Work to complete
Rewrite each of the items below, changing every "planogram checker" to "shelf auditor" and leaving everything else as it is.

— Begin Supplied material —

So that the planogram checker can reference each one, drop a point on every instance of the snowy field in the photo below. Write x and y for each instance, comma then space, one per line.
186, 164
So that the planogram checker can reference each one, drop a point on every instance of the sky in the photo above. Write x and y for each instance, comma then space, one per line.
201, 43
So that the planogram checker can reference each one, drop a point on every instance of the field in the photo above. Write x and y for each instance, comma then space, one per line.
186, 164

— End Supplied material —

Task answer
So that the shelf auditor can reference each one, drop a point on every instance of the snowy field in the photo below. Write x and y for each instance, comma then space, one per line.
186, 164
So that the shelf auditor can reference each one, drop a point on every instance of the sky in the photo above. Write x and y for each instance, comma then space, one per line.
201, 43
So that the shelf auditor can reference each one, drop a point on every instance of the field in the photo above. Write x and y for each instance, comma then space, one per line.
186, 164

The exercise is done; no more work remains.